*SET TASK*
Gather every line below that contains the word "headset", treating uppercase and lowercase as different.

Pointing entries for labeled objects
········
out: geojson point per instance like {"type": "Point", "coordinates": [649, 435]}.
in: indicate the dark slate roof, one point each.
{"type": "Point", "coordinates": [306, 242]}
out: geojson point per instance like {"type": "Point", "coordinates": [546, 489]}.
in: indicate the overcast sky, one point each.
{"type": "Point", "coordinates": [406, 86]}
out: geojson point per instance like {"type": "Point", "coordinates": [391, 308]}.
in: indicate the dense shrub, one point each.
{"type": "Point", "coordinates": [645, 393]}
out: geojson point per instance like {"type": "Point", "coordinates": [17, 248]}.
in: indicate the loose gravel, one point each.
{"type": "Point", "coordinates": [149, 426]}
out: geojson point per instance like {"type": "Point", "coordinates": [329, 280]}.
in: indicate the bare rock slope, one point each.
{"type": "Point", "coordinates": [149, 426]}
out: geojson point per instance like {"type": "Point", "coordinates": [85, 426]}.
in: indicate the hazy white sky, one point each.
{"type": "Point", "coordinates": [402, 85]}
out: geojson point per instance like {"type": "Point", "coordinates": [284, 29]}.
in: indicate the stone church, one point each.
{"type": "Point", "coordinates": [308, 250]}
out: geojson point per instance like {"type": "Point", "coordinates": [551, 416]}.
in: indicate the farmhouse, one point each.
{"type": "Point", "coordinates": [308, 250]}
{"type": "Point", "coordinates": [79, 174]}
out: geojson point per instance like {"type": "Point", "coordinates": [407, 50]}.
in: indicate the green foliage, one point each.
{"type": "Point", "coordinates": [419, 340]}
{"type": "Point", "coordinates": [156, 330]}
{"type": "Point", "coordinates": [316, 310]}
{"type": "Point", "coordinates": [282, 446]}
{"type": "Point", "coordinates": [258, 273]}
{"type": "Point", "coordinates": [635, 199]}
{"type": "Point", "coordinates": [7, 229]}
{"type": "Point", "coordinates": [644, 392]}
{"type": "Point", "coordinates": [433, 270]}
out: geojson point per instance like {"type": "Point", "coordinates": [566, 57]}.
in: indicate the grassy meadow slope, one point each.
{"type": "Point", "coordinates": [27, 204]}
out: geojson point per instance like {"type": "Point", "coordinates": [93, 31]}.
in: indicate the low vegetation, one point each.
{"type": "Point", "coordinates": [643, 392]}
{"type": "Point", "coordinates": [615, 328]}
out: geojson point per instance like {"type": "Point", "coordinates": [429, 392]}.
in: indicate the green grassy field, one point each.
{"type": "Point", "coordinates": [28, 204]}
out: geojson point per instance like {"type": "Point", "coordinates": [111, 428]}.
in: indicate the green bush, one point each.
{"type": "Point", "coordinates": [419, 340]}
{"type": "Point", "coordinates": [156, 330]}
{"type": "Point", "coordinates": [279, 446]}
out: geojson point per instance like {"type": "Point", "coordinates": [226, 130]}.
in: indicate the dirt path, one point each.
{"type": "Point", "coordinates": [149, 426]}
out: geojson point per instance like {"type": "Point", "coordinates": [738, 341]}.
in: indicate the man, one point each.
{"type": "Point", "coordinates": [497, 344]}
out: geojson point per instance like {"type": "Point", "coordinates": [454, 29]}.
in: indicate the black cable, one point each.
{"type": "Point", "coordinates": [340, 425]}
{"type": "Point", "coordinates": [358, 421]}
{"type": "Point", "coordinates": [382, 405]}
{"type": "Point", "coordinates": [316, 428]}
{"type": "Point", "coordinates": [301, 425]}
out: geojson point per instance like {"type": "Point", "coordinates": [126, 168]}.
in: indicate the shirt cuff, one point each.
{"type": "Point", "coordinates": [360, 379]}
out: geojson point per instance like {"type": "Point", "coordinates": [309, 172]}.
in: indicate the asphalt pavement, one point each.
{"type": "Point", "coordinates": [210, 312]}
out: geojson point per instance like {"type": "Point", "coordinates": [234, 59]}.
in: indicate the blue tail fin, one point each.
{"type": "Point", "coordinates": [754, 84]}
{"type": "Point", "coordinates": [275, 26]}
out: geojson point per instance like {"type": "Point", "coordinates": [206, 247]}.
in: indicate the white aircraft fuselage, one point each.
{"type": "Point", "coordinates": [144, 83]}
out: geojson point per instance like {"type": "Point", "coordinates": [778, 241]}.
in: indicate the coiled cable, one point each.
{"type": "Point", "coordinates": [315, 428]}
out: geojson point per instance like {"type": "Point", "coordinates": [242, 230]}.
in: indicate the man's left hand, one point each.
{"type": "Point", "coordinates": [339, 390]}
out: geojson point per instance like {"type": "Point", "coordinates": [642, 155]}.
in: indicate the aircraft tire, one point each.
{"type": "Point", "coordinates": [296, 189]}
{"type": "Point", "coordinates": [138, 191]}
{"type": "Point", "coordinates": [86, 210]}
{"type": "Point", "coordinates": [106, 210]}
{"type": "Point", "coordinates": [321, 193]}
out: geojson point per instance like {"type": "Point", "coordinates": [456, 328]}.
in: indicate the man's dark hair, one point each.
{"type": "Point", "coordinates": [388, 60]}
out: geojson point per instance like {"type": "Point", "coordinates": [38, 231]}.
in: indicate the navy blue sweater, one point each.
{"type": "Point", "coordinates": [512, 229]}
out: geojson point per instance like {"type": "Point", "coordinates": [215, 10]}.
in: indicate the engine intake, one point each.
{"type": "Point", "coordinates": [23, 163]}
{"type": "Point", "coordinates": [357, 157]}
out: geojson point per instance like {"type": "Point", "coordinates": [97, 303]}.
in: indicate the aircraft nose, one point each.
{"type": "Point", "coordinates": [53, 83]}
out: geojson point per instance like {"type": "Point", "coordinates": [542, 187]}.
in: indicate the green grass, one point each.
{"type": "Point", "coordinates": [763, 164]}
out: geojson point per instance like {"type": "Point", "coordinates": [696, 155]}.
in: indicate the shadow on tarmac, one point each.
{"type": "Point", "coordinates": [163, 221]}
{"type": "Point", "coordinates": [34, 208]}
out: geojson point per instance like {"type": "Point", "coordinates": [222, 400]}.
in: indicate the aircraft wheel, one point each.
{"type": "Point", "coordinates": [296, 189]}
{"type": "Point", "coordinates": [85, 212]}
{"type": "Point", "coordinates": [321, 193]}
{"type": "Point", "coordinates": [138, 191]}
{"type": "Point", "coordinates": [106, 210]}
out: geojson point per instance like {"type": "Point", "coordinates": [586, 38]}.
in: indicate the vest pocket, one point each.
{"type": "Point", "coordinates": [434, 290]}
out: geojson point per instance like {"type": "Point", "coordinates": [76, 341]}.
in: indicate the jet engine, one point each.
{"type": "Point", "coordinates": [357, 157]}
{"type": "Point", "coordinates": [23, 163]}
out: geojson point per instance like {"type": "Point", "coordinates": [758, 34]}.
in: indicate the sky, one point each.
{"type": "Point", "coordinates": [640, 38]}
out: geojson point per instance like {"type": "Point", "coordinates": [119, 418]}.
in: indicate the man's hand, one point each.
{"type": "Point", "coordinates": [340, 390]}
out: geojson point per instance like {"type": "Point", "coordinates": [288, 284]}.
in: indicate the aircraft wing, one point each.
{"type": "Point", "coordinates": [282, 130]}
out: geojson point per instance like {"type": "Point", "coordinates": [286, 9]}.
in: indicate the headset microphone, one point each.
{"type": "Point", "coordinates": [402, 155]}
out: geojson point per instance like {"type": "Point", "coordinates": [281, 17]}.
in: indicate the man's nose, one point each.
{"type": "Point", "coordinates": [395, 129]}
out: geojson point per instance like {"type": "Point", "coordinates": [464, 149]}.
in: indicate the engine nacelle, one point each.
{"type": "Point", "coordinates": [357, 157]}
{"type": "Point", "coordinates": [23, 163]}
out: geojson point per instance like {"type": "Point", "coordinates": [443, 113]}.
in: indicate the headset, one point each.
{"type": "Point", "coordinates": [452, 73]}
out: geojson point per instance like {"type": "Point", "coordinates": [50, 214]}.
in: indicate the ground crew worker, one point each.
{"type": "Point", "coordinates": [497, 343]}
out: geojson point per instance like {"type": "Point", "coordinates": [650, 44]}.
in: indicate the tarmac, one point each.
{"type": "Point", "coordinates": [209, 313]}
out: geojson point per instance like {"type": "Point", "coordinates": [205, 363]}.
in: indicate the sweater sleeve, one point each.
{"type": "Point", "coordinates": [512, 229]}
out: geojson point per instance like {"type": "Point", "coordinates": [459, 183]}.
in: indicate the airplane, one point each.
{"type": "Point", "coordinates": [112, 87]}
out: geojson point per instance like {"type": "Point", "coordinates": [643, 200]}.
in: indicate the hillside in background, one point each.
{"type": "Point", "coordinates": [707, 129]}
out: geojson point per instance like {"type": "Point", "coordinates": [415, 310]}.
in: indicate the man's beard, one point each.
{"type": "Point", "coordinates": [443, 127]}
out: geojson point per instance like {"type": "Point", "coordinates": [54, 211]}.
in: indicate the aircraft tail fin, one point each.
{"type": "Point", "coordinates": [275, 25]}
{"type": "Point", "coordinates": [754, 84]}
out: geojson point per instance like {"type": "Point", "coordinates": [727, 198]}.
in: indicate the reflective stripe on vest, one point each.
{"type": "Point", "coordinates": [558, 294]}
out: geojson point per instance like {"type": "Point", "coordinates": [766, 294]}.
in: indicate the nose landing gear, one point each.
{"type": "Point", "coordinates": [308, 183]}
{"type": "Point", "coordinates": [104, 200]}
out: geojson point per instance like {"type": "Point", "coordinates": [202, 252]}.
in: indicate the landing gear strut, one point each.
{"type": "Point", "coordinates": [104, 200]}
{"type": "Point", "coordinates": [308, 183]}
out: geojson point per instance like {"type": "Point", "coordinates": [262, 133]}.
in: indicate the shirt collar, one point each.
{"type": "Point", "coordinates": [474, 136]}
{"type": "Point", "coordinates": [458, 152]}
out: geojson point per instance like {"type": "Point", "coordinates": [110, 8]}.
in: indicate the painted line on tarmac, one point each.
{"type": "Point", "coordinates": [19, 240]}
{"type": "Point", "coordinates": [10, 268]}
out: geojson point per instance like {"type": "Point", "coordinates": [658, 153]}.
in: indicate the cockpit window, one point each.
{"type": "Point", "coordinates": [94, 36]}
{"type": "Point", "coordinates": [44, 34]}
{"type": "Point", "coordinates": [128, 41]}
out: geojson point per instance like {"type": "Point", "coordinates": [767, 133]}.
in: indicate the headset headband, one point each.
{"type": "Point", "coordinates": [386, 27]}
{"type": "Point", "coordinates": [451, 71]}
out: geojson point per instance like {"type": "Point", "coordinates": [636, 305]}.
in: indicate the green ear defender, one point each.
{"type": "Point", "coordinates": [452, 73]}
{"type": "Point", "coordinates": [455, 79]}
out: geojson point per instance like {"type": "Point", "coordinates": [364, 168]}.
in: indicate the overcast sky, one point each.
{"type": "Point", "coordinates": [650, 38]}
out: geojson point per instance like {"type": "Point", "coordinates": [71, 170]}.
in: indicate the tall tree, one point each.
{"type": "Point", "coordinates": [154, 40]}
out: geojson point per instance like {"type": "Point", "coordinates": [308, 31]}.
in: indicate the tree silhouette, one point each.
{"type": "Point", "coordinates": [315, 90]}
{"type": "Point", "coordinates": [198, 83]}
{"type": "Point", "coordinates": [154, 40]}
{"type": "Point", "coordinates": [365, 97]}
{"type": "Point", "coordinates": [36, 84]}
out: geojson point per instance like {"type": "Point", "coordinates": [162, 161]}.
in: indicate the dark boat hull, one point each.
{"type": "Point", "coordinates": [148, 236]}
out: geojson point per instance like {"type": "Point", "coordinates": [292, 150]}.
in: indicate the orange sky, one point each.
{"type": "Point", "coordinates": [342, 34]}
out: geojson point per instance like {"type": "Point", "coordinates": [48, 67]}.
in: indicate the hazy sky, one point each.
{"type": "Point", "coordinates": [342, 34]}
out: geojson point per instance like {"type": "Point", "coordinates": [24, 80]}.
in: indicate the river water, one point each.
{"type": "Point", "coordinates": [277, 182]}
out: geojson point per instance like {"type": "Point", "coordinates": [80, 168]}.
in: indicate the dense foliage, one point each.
········
*SOLUTION*
in: indicate the headset microphone, one point each.
in: indicate the headset, one point each.
in: indicate the headset headband, one point each.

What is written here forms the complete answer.